_ACTIVITY:_ Everything in the data below is left aside except the lines from the one containing "Where can the green stem" through the one containing "Where can the individual"; repeat those exactly.

_AVAILABLE DATA:_
══════════════════════════════
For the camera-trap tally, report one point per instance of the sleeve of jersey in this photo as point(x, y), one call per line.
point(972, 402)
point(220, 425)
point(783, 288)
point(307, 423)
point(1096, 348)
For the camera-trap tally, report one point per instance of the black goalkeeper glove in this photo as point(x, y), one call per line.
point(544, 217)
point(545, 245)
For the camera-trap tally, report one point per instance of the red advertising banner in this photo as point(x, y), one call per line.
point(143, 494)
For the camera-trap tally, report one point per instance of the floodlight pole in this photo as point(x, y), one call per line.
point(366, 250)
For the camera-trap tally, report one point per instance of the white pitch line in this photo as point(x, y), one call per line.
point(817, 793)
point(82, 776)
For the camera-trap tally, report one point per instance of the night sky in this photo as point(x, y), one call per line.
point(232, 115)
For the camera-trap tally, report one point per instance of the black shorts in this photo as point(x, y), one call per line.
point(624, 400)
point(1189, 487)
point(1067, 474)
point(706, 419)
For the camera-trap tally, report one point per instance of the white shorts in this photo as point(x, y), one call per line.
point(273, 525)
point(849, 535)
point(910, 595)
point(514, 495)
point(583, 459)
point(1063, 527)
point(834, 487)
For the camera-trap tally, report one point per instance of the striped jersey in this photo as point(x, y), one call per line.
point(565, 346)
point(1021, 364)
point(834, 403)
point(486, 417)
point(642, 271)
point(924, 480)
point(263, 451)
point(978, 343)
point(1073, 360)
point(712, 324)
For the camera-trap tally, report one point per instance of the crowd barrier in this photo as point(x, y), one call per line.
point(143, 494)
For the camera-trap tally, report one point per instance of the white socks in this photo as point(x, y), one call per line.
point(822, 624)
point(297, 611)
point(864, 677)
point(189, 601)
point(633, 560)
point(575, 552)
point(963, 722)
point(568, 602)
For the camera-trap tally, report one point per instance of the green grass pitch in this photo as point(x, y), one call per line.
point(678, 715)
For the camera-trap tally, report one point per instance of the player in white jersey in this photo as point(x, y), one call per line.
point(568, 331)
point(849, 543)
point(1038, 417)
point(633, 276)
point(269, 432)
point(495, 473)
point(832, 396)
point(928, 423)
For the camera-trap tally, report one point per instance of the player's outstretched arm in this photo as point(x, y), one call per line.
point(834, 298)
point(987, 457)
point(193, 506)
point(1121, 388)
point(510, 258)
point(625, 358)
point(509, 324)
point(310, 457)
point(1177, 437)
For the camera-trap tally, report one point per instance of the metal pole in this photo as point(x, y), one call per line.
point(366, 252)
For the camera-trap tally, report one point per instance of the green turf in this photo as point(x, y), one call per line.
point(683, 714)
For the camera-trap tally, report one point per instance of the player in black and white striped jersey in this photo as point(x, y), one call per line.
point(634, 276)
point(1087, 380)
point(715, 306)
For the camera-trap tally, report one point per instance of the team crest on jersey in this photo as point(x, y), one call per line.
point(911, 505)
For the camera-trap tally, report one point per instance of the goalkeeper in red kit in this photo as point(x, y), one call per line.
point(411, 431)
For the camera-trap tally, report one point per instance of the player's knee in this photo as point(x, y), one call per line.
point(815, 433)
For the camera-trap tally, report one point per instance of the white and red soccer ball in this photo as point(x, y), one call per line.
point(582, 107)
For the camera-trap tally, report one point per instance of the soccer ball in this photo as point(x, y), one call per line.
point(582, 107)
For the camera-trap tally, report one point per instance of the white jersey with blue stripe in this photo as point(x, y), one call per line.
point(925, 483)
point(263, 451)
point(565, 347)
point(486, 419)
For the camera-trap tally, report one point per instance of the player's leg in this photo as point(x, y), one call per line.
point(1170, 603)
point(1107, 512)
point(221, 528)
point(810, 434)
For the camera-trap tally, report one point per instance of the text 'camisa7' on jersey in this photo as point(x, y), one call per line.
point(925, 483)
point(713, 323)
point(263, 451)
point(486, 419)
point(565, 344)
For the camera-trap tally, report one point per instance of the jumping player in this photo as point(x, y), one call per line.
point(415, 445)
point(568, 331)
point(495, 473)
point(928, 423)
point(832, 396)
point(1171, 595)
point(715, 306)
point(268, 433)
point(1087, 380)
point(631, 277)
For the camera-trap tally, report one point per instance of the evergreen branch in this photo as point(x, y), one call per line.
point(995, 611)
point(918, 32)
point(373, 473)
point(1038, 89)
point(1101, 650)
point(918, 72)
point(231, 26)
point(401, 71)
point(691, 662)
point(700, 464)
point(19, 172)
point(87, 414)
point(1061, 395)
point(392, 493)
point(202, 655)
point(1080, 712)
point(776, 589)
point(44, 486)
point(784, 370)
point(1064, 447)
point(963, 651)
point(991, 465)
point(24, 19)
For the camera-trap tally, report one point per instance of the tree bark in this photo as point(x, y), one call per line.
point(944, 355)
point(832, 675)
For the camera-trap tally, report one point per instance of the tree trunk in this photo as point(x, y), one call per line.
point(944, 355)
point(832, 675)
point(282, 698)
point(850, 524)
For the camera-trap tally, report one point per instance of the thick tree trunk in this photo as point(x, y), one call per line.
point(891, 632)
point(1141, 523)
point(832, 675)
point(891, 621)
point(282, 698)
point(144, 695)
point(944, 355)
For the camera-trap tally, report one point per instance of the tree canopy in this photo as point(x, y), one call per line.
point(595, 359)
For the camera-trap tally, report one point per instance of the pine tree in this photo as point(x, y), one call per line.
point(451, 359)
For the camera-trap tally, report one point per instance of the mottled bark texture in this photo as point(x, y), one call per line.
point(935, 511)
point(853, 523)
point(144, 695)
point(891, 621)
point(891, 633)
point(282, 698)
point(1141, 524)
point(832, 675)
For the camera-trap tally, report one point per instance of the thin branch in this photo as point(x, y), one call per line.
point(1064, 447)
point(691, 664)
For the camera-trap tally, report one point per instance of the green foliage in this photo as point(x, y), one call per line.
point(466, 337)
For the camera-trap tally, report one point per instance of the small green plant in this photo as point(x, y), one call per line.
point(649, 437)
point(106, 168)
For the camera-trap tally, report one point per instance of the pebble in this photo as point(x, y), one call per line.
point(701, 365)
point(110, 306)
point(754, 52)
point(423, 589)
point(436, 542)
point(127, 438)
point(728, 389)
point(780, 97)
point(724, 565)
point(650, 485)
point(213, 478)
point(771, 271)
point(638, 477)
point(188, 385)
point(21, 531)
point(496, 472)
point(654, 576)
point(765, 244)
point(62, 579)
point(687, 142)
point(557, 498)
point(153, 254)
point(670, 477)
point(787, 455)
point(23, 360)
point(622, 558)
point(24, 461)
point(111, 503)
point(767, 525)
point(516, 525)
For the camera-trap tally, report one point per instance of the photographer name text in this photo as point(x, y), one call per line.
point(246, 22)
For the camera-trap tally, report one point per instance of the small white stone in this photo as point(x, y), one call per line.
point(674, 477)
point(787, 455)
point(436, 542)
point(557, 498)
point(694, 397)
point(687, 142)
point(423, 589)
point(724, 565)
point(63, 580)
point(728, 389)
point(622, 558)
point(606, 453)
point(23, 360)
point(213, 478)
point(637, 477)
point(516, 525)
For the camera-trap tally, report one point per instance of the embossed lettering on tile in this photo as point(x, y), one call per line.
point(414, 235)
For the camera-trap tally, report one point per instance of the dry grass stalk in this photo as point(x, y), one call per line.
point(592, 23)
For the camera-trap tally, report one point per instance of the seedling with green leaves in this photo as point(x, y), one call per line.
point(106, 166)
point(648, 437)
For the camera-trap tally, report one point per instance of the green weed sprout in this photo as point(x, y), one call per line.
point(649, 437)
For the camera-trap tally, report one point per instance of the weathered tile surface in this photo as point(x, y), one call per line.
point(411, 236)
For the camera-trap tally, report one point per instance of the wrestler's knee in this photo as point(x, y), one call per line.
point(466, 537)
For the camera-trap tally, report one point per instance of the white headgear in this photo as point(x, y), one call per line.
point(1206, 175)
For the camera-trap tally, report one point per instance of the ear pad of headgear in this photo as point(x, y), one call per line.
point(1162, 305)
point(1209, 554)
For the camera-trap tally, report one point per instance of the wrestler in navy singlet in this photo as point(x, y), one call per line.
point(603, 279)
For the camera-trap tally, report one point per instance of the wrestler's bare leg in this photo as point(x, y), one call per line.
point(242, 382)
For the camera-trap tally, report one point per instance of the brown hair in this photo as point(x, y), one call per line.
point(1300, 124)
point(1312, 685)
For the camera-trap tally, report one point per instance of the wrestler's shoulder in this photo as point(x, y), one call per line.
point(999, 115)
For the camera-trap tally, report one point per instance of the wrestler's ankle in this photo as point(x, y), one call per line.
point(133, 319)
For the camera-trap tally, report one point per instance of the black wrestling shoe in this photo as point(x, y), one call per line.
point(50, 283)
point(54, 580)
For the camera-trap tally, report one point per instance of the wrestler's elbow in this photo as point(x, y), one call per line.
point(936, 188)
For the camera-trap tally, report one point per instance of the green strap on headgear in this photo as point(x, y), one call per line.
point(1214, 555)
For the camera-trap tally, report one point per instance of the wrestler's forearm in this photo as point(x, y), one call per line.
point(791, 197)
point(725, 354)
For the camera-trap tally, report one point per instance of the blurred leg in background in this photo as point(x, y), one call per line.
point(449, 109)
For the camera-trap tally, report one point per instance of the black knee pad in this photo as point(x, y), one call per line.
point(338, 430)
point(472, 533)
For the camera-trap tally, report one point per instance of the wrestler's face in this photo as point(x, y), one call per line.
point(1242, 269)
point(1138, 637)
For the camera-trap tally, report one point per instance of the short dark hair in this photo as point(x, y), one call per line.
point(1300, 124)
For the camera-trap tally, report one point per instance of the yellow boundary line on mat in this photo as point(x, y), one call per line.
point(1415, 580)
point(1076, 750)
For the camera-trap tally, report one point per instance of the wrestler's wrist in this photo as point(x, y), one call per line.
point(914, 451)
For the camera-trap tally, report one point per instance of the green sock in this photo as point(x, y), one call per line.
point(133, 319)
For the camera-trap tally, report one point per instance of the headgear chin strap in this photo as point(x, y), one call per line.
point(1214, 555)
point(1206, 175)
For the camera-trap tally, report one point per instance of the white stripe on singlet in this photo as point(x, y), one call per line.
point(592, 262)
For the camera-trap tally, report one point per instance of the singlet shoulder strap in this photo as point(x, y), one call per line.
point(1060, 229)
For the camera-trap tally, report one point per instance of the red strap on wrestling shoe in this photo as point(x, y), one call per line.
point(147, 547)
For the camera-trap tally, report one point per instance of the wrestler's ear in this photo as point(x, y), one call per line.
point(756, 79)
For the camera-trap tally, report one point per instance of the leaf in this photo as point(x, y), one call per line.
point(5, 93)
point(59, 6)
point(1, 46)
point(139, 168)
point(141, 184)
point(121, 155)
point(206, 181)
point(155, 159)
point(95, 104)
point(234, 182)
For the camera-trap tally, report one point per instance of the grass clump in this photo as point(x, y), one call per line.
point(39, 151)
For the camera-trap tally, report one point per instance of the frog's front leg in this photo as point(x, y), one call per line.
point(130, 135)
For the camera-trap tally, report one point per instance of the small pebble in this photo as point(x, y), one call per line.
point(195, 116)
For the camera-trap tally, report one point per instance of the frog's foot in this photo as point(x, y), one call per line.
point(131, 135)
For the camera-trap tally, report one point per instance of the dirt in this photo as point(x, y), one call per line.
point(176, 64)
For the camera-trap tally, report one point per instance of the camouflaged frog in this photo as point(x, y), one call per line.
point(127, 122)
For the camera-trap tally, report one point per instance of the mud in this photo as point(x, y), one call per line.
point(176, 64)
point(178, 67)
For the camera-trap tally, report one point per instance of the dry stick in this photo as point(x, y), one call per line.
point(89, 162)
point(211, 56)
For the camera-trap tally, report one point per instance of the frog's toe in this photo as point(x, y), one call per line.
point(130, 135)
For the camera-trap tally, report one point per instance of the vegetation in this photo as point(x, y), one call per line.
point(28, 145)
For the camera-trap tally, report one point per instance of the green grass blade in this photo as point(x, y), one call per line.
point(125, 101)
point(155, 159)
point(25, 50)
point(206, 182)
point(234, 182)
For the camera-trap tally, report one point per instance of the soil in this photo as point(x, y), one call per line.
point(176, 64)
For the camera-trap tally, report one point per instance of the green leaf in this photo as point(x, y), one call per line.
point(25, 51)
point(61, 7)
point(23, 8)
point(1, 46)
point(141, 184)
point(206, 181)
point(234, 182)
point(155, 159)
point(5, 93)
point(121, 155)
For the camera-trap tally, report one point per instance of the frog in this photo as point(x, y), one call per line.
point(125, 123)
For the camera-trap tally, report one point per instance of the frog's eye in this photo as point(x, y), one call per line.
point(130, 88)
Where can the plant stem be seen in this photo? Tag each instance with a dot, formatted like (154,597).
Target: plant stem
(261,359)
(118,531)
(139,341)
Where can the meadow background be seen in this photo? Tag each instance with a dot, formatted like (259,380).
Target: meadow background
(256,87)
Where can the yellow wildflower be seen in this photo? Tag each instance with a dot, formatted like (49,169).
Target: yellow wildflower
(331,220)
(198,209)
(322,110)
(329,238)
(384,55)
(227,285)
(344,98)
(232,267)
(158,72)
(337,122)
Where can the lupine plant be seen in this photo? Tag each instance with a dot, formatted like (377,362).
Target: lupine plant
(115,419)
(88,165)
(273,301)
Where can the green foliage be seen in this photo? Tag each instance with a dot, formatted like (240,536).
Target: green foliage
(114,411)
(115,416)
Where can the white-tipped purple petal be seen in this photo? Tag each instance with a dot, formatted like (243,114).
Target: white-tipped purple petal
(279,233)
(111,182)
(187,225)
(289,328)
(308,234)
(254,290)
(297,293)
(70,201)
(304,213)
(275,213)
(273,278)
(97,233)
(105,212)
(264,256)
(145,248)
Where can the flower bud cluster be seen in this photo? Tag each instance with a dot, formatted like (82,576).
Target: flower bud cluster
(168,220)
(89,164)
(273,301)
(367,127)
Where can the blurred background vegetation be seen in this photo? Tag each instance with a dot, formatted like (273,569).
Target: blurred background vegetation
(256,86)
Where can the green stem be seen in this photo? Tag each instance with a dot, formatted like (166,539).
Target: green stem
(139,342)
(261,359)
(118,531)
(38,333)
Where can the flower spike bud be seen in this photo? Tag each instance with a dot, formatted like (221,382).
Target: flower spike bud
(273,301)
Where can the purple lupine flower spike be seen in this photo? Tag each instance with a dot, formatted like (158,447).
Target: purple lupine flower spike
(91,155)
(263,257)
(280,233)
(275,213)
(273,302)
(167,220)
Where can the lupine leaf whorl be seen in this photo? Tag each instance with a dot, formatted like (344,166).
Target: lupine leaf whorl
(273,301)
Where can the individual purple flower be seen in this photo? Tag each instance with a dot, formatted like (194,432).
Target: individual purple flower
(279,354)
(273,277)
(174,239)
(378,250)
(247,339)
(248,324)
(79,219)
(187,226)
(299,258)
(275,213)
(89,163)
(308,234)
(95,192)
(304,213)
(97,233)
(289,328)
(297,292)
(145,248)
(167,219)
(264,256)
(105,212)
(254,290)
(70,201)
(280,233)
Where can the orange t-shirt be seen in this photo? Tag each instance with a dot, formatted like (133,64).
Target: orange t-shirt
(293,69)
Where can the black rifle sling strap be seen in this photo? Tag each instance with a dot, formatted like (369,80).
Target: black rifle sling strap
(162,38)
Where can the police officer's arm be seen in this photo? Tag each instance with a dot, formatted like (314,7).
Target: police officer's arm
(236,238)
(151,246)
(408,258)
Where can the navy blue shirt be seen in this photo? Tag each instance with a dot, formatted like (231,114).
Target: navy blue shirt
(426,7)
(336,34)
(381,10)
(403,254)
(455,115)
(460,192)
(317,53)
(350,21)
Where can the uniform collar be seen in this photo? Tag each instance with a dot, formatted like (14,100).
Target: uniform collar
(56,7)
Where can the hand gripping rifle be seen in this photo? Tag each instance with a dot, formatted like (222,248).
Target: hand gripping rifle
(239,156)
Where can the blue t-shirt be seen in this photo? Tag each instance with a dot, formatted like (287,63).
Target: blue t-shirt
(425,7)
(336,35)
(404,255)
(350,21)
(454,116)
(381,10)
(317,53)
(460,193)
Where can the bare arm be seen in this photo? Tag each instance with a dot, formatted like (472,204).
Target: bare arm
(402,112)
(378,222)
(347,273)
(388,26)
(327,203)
══════════════════════════════
_ANSWER:_
Where can the green stem be seen in this photo? Tag each instance with a dot, formatted like (166,539).
Target: green stem
(139,342)
(261,359)
(118,531)
(38,333)
Where can the flower spike bud be seen in this photo? Tag each instance with a dot, formatted like (221,382).
Target: flower spike bud
(273,301)
Where can the purple lupine flower spike be seen in this photo? Tag each instance with a dot, formatted like (158,447).
Target: purple lupine flower spike
(91,155)
(263,257)
(280,233)
(275,213)
(273,302)
(167,220)
Where can the lupine leaf whorl be seen in this photo? Tag each instance with a dot, formatted like (344,166).
Target: lupine leaf whorl
(273,301)
Where can the individual purple flower be seen in this photo? Tag each instance with a dot, formatted like (194,432).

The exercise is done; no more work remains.